> Consignes
1. D'après le récit sur le pic Turquino, quelle est l'altitude exacte de ce sommet ?
2. Reprenez le récit sur l'ascension du pic Turquino à la suite de sa dernière phrase.

Le pico Turquino, ça vous parle ? Le plus haut sommet de Cuba qui tape juste en dessous des 2000m d’altitude (1974m exactement). Vous allez dire, ouais, fingers in the noze pour un charlot qui revient d’un mois de trek au Népal. Alors, les fingers, va falloir les sortir du noze car ça fait 1 mois que t’es revenu donc tes globules rouges supplémentaires sont en RTT. Tu pars au niveau de la mer donc t’as 2000m de dénivelé positif pour une distance de marche de 10 bornes. Ça fait du pentu. Ensuite tu dois renquiller la descente. Forcément 2000m de descente. Même sur ta plus longue journée l en descente au Népal t’as pas tapé 2000m. Rajoutez que pour y aller, t’as 2h00 de bagnole à 3h30 du matin (où t’espères roupiller) et enfin pour sublimer le tout une température proche des 30 degrés. Ça va faire mal ? Certainement !

Relevés de points étiquetés

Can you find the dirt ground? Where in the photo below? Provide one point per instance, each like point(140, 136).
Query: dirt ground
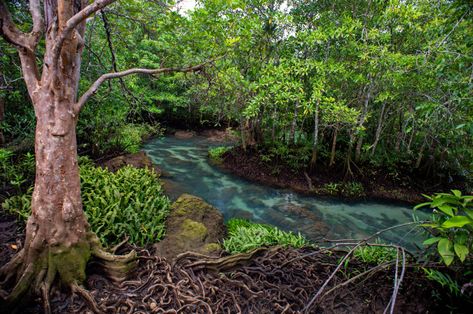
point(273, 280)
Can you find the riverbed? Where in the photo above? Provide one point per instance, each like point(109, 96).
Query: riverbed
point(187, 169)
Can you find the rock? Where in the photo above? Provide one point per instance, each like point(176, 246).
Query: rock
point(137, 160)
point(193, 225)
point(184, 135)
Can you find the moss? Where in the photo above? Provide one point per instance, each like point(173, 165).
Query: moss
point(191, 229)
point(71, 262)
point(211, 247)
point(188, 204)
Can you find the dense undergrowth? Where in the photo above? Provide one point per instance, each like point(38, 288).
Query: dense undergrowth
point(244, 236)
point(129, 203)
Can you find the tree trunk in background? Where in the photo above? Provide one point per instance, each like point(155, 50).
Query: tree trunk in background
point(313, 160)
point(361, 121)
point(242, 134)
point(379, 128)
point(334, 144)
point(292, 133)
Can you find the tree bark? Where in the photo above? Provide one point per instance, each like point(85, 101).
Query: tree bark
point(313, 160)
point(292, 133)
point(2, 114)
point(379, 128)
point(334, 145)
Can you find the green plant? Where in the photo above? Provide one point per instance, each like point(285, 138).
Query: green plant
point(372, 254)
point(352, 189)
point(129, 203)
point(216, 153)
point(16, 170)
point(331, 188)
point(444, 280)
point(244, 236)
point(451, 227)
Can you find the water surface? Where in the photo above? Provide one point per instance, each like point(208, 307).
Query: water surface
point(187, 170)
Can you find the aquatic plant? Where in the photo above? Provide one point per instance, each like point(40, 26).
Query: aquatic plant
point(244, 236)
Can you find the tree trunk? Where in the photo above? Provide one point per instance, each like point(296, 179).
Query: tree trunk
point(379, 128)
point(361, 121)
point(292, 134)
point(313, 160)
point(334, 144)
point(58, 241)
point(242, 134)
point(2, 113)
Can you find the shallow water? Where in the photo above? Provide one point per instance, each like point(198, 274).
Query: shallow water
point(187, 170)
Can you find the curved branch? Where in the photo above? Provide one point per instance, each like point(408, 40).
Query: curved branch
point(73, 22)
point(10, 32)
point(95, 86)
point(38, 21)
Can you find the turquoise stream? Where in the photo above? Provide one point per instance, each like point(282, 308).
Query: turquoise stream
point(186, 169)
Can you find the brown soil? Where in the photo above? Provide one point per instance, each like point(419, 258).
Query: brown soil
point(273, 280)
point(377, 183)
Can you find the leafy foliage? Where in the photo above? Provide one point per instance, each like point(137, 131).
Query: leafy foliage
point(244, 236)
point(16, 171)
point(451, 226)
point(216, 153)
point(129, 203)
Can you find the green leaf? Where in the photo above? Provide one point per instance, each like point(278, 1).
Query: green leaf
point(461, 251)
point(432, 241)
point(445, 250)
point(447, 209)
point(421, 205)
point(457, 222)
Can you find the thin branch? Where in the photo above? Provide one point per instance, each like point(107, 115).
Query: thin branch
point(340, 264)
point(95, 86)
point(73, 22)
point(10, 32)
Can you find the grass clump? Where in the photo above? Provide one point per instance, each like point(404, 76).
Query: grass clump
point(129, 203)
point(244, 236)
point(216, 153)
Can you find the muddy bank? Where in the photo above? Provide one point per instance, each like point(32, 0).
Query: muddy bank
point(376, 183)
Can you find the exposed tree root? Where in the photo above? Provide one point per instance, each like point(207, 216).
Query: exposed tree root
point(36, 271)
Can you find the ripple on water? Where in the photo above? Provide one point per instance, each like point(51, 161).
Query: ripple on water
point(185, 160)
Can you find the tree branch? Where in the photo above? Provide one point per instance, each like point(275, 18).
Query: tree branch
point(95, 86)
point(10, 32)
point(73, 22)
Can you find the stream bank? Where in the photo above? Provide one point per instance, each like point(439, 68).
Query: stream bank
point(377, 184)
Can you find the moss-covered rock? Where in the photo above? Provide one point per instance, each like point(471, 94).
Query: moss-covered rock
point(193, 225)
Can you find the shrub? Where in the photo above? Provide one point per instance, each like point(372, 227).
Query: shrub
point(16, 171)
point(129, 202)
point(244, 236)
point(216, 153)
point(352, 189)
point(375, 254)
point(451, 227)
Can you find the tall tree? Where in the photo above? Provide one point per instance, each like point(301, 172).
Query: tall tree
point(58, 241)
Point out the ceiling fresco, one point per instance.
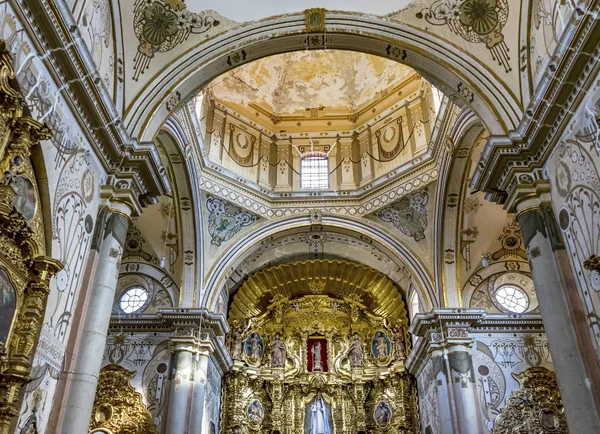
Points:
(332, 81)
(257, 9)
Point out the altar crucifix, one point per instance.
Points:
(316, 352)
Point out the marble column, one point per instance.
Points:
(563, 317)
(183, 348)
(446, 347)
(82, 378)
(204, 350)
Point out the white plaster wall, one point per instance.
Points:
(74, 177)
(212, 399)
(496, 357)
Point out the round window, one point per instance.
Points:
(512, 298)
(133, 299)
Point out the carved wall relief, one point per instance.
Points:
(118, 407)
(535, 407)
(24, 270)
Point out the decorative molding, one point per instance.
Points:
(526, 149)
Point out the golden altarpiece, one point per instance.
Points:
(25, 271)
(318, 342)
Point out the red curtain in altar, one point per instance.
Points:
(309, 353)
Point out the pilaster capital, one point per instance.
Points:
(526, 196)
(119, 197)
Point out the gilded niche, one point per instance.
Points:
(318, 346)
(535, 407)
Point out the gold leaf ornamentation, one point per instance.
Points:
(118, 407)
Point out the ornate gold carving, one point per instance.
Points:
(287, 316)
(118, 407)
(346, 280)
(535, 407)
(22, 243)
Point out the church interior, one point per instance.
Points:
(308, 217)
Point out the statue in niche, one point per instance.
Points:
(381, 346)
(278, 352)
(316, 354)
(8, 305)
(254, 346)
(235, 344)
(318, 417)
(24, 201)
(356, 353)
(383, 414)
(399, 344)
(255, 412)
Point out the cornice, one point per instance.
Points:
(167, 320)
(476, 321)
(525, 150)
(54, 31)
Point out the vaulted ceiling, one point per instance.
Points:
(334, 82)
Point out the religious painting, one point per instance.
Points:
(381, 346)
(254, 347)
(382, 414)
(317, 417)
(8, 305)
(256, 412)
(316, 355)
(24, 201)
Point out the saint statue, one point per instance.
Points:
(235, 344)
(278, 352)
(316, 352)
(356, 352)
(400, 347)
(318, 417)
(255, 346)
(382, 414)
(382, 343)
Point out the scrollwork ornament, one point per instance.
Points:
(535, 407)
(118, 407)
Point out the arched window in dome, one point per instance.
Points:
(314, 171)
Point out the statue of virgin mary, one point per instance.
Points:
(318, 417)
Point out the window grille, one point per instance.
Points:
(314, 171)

> Réponses aux consignes
1. Le pic Turquino culmine à 1974 m d'altitude.

2.
Ah oui, feuille de menthe sur le mojito (c’est la version locale de cerise sur le gâteau, mouais pas de cerises ici, embargo…), t’as pas non plus ton sac à dos de trek mais un vulgaire sac de daube pas fait pour porter 4-5litres de flotte. Ca va faire mal ? Re-certainement !

Pour info, si un jour vous voulez y aller, demander à votre casa de vous l’organiser, c’est deux fois moins cher qu’avec une agence gouvernementale !

 

Dring-dring. Hein? Qu’est ce qui se passe ? Ah ouais, 3h15, faut se lever. Tu pars pour une journée qui va piquer.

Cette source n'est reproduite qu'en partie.